■ TASK INSTRUCTIONS ■
Output the span of lines from the one that contains "on the signal" through the end of the records, inclusive, exactly as written and free of pictures.

Entries taken from a collection
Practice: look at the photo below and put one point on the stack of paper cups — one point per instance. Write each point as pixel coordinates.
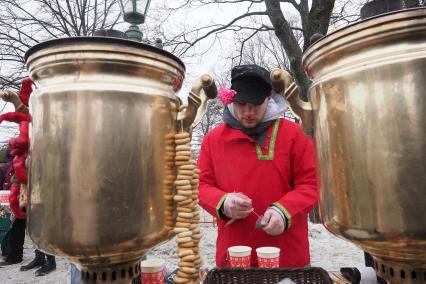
(152, 271)
(239, 256)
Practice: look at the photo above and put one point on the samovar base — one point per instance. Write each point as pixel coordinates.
(400, 273)
(117, 273)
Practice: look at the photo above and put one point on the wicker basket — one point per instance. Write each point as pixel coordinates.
(314, 275)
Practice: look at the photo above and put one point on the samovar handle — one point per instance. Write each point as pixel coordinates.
(202, 90)
(283, 83)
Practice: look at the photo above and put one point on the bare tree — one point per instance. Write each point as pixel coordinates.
(24, 23)
(255, 22)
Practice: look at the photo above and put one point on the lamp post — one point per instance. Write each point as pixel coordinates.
(134, 12)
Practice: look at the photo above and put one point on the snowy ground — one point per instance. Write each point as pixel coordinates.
(327, 251)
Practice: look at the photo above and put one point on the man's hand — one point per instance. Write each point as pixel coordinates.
(237, 206)
(274, 222)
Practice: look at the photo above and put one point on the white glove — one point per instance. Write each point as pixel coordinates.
(274, 221)
(237, 205)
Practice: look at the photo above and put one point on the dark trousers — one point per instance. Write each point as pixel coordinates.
(14, 241)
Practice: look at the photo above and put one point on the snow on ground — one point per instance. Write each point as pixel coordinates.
(327, 251)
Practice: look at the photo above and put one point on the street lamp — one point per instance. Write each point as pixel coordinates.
(134, 12)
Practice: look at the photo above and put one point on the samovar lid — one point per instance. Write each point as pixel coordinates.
(101, 40)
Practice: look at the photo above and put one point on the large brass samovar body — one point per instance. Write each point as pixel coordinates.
(103, 120)
(369, 105)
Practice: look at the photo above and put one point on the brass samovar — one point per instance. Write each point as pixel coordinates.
(368, 114)
(103, 115)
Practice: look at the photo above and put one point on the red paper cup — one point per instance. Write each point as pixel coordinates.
(4, 197)
(268, 257)
(152, 271)
(239, 256)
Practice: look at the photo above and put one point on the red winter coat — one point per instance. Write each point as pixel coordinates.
(285, 177)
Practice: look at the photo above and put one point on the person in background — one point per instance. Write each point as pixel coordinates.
(258, 164)
(19, 147)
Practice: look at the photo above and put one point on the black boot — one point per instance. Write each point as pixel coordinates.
(10, 261)
(48, 267)
(39, 260)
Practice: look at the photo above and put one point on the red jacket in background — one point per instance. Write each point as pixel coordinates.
(283, 174)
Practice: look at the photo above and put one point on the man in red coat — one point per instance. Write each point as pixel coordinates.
(257, 163)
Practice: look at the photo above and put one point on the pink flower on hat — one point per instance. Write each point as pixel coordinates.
(226, 95)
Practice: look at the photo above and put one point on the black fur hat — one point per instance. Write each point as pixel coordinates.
(251, 82)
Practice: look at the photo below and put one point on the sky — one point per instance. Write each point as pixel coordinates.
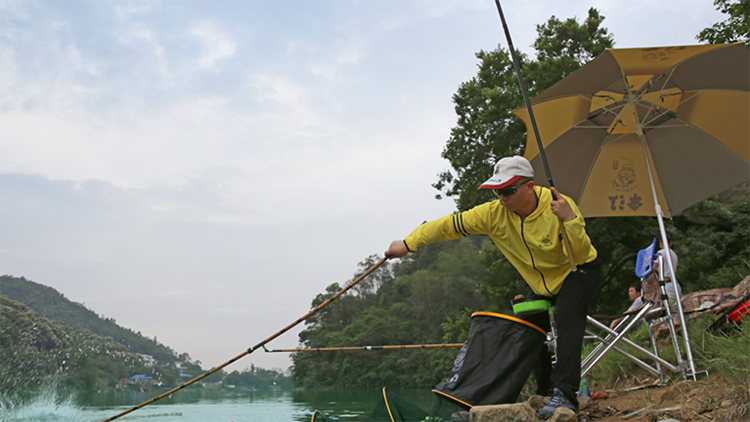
(201, 171)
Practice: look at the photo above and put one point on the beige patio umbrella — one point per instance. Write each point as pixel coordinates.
(683, 111)
(639, 129)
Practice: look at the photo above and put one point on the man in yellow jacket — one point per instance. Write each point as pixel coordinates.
(525, 223)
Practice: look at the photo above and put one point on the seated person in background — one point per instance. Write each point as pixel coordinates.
(634, 291)
(667, 273)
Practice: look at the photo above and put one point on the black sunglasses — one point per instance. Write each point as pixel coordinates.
(511, 190)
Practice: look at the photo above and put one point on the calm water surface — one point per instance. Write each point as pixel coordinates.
(211, 405)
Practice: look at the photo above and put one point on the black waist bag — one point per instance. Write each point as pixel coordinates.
(494, 362)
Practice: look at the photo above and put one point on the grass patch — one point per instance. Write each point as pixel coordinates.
(724, 356)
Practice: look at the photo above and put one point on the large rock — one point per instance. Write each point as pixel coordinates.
(518, 412)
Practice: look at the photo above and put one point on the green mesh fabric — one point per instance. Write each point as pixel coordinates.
(392, 408)
(319, 417)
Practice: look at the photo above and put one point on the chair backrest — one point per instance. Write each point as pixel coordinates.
(644, 265)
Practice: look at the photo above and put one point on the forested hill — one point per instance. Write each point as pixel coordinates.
(51, 304)
(47, 340)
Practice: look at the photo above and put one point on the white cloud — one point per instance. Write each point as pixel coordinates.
(215, 45)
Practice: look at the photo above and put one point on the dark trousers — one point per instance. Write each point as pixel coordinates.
(571, 308)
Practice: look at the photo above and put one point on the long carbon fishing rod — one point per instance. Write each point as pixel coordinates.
(534, 127)
(257, 346)
(368, 348)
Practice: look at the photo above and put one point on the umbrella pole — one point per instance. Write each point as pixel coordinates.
(678, 294)
(517, 67)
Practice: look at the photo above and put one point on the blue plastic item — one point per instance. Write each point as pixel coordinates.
(644, 265)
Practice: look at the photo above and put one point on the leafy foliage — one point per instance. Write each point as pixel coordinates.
(486, 129)
(735, 28)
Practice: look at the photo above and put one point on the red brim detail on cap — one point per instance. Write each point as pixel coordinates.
(511, 181)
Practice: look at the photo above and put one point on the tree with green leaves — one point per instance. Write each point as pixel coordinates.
(486, 129)
(735, 28)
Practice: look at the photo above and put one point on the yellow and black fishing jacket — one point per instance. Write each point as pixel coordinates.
(534, 246)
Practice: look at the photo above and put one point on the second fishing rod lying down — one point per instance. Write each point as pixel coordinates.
(368, 348)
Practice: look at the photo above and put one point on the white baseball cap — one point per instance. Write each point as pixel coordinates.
(508, 171)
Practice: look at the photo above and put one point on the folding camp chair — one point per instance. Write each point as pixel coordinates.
(609, 338)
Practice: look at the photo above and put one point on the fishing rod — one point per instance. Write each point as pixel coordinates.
(368, 348)
(257, 346)
(535, 128)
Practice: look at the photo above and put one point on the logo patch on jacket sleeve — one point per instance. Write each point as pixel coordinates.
(546, 242)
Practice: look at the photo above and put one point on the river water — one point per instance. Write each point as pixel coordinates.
(201, 405)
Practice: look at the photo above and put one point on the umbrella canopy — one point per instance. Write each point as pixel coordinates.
(677, 117)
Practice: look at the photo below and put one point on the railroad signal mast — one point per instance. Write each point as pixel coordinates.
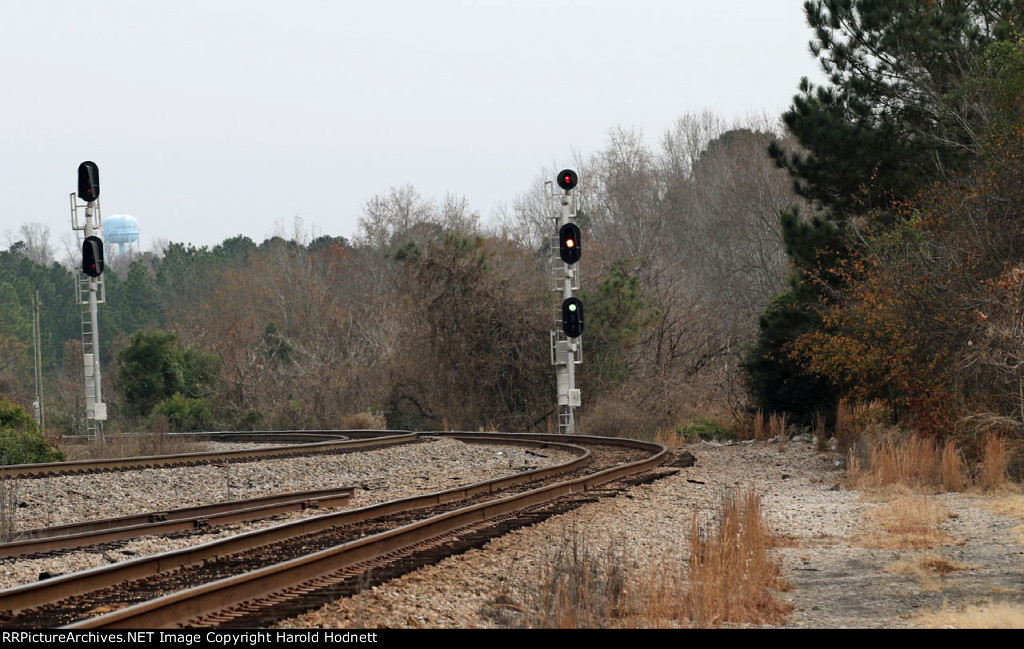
(566, 349)
(90, 291)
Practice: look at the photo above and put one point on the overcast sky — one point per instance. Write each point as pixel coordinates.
(215, 118)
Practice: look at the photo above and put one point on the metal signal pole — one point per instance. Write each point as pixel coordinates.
(566, 350)
(90, 292)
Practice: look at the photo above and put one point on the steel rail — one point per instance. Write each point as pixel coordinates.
(19, 598)
(231, 592)
(193, 459)
(164, 522)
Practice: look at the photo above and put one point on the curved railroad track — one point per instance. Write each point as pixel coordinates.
(255, 578)
(291, 444)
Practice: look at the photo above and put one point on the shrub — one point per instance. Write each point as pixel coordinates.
(20, 441)
(184, 415)
(701, 428)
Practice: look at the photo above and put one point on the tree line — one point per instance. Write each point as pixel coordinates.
(867, 247)
(428, 316)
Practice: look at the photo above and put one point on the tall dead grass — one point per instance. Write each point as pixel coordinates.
(731, 577)
(728, 579)
(918, 462)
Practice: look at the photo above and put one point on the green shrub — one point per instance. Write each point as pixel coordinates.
(20, 441)
(185, 415)
(701, 428)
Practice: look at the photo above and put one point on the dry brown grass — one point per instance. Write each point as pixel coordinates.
(915, 462)
(731, 577)
(728, 579)
(923, 464)
(907, 521)
(990, 615)
(131, 445)
(365, 421)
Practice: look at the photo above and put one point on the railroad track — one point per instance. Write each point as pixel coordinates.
(46, 539)
(260, 576)
(292, 444)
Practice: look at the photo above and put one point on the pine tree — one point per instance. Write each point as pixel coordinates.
(886, 124)
(891, 119)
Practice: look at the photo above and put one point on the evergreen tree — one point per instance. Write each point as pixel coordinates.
(891, 119)
(885, 124)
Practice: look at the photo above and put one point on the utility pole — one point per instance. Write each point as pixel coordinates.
(38, 361)
(90, 292)
(566, 350)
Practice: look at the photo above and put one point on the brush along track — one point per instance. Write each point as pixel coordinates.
(293, 444)
(219, 575)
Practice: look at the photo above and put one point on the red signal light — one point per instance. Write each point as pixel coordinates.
(567, 179)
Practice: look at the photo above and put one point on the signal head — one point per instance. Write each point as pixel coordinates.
(92, 256)
(567, 179)
(88, 181)
(572, 317)
(568, 243)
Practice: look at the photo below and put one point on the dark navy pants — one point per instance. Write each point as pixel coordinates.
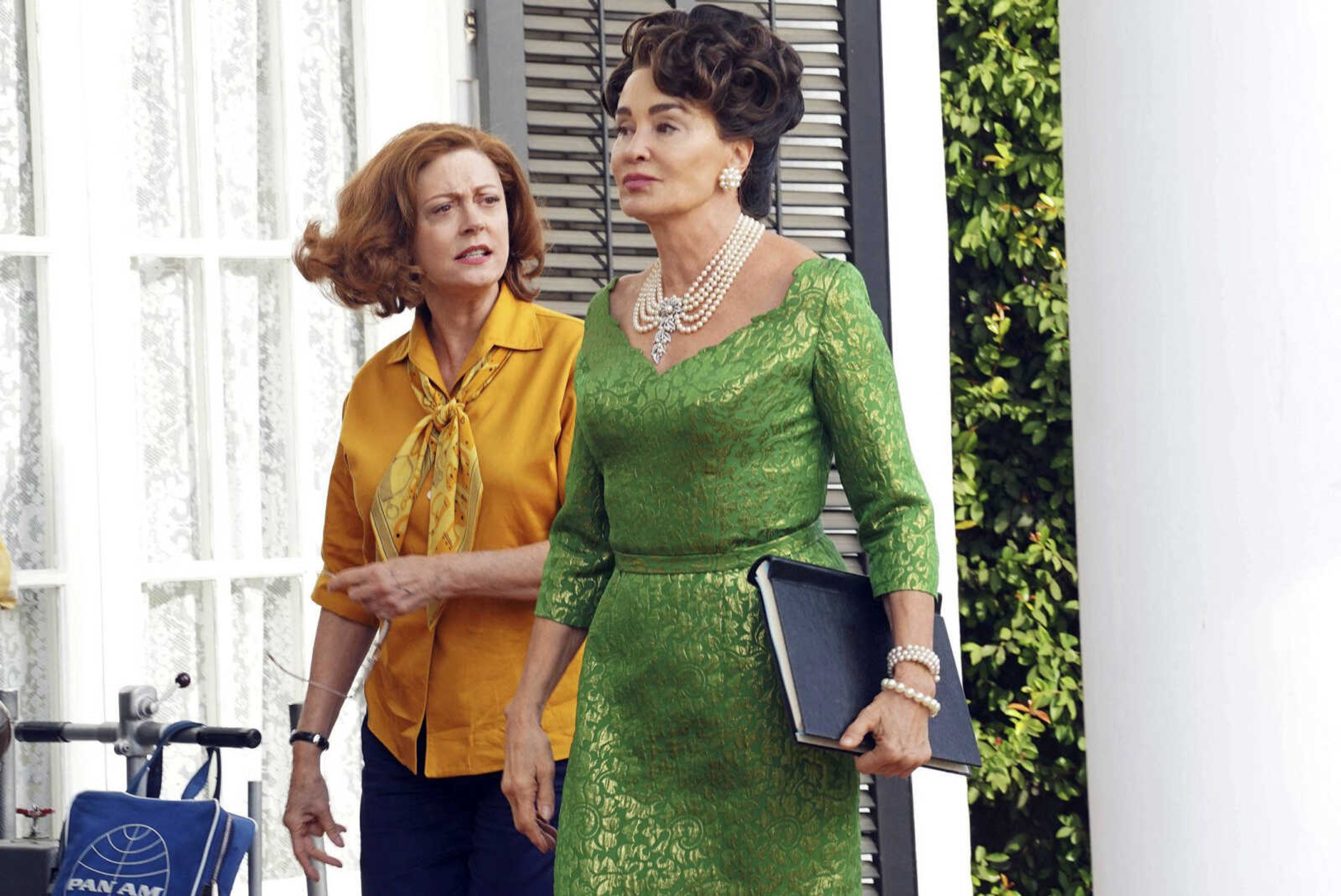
(444, 836)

■ SOLUTION TO THE EXERCISE ■
Practice: look at the photo above and put one point on the signal head — one point per instance. Write each point as pixel coordinates.
(92, 256)
(567, 179)
(88, 181)
(572, 317)
(568, 243)
Practice: look at the photo below and put one point on the dark navy pants — one point per instance. Write each point as pixel coordinates.
(444, 836)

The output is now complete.